Consignes
(1) D'après l'extrait sur l'abus de droit, répondez brièvement :
(a) Sur quoi se fonde la prétention de l'intimée à être occupée à plein temps ?
(b) Quelle disposition prévoit que l'abus manifeste d'un droit n'est pas protégé par la loi ?
(c) À qui incombe-t-il d'établir les circonstances particulières permettant de retenir un abus de droit ?
(2) Poursuivez l'extrait sur l'abus de droit à la suite de sa dernière phrase.

Extrait à lire
Sur le vu de ce qui précède, l'intimée disposait d'une prétention de droit
privé, fondée sur la déclaration de garantie de l'employeur, à être occupée à
plein temps par la recourante. La conclusion dans ce sens de la cour cantonale
ne consacre aucune violation du droit fédéral.

3.3 Il convient encore d'examiner si, comme la recourante le prétend, l'intimée
commet un abus de droit en se prévalant de cette prétention.

3.3.1 A teneur de l'art. 2 al. 2 CC, l'abus manifeste d'un droit n'est pas
protégé par la loi. La règle prohibant l'abus de droit permet au juge de
corriger les effets de la loi dans certains cas où l'exercice d'un droit
allégué créerait une injustice manifeste (ATF 134 III 52 consid. 2.1 p. 58 et
les références). L'existence d'un abus de droit se détermine selon les
circonstances concrètes du cas, en s'inspirant des diverses catégories mises en
évidence par la jurisprudence et la doctrine (ATF 129 III 493 consid. 5.1 p.
497 et les arrêts cités). L'emploi dans le texte légal du qualificatif
"manifeste" démontre que l'abus de droit doit être admis restrictivement. Les
cas typiques en sont l'absence d'intérêt à l'exercice d'un droit, l'utilisation
d'une institution juridique contrairement à son but, la disproportion manifeste
des intérêts en présence, l'exercice d'un droit sans ménagement ou l'attitude
contradictoire (ATF 129 III 493 consid. 5.1 p. 497; ATF 127 III 357 consid. 4c/
bb p. 364). Dans cette dernière catégorie, le comportement de celui qui accepte
d'abord de conclure une convention et qui, par la suite, en considération de
règles impératives, excipe de l'invalidité de cette même convention, n'est
toutefois constitutif d'abus de droit que si des conditions particulières sont
réalisées (ATF 133 III 61 consid. 4.1 p. 76; ATF 129 III 493 consid. 5.1 p.
497). Une telle limitation s'impose spécialement en matière de contrat de
BGE 135 III 162 S. 170
travail car, à défaut, la protection assurée au travailleur par des
dispositions impératives peut se révéler illusoire (ATF 129 III 493 consid. 5.1
p. 497, ATF 129 III 618 consid. 5.2 p. 622). Il incombe à la partie qui se
prévaut d'un abus de droit d'établir les circonstances particulières qui
autorisent à retenir cette exception (ATF 133 III 61 consid. 5.1 p. 76 et les
références).

Données de localisation de points
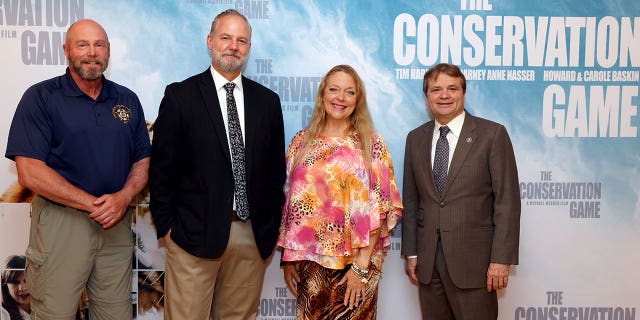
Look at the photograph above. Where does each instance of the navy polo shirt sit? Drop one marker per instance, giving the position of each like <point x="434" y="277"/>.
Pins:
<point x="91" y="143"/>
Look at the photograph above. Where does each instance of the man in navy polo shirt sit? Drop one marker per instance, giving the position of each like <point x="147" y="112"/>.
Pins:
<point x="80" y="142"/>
---
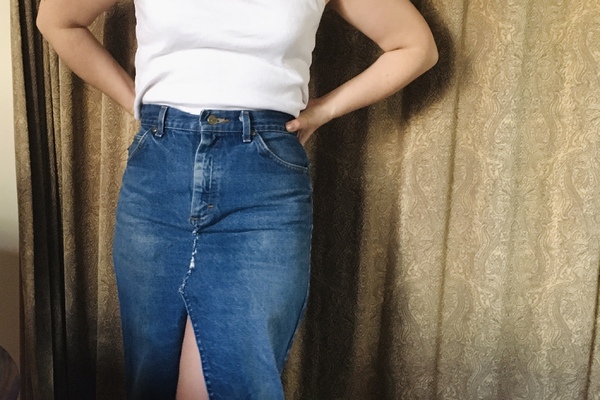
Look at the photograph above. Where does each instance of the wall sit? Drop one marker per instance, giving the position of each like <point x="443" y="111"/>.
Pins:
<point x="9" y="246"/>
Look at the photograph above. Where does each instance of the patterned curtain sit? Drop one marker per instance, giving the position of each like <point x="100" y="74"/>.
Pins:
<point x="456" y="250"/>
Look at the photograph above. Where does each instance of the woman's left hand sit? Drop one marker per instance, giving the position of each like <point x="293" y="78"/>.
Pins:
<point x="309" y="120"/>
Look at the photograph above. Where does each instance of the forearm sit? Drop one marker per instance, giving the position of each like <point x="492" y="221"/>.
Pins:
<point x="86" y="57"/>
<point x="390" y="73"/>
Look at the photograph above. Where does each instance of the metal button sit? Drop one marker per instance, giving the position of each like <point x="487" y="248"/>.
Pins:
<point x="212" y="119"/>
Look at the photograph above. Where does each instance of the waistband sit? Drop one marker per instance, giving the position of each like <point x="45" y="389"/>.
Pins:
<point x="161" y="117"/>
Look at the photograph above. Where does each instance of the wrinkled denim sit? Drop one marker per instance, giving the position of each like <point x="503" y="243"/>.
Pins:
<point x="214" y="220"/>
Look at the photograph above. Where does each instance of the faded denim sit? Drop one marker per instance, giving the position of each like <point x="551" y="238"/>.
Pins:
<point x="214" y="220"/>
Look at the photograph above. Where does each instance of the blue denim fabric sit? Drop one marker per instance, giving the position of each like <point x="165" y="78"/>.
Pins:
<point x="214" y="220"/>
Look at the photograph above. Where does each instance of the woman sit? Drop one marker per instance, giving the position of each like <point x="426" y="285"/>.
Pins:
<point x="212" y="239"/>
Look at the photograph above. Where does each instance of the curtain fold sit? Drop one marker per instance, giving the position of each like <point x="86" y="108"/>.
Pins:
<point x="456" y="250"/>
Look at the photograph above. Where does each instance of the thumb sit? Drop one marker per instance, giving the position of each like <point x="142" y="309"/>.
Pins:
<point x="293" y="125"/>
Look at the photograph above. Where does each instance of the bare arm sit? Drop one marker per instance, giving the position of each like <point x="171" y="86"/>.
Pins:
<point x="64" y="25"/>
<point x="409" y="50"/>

Réponses rédigées
(1)
(a) Sur la déclaration de garantie de l'employeur.
(b) L'art. 2 al. 2 CC.
(c) À la partie qui se prévaut d'un abus de droit.

(2)
3.3.2 En l'espèce, l'intimée a accepté de ne travailler que trois heures par
semaine pour la recourante; or, elle avait signé la déclaration de l'employé et
pris ainsi note qu'elle devait travailler à cent pour cent pour le même
employeur, sauf dérogation n'entrant pas en ligne de compte dans le cas
présent. La seule contradiction résultant de ces deux actes ne suffit pas à
qualifier la prétention de l'intimée d'abusive, d'autant plus que la recourante
elle-même a adopté la même attitude inconséquente et n'a pas hésité à tromper
les autorités pour pouvoir engager la domestique philippine. Pour le reste, les
constatations de l'autorité cantonale ne laissent pas apparaître des
circonstances particulières qui justifieraient de ne pas reconnaître la
prétention de l'intimée à un travail à plein temps.
Le moyen tiré de l'art. 2 al. 2 CC est par conséquent mal fondé.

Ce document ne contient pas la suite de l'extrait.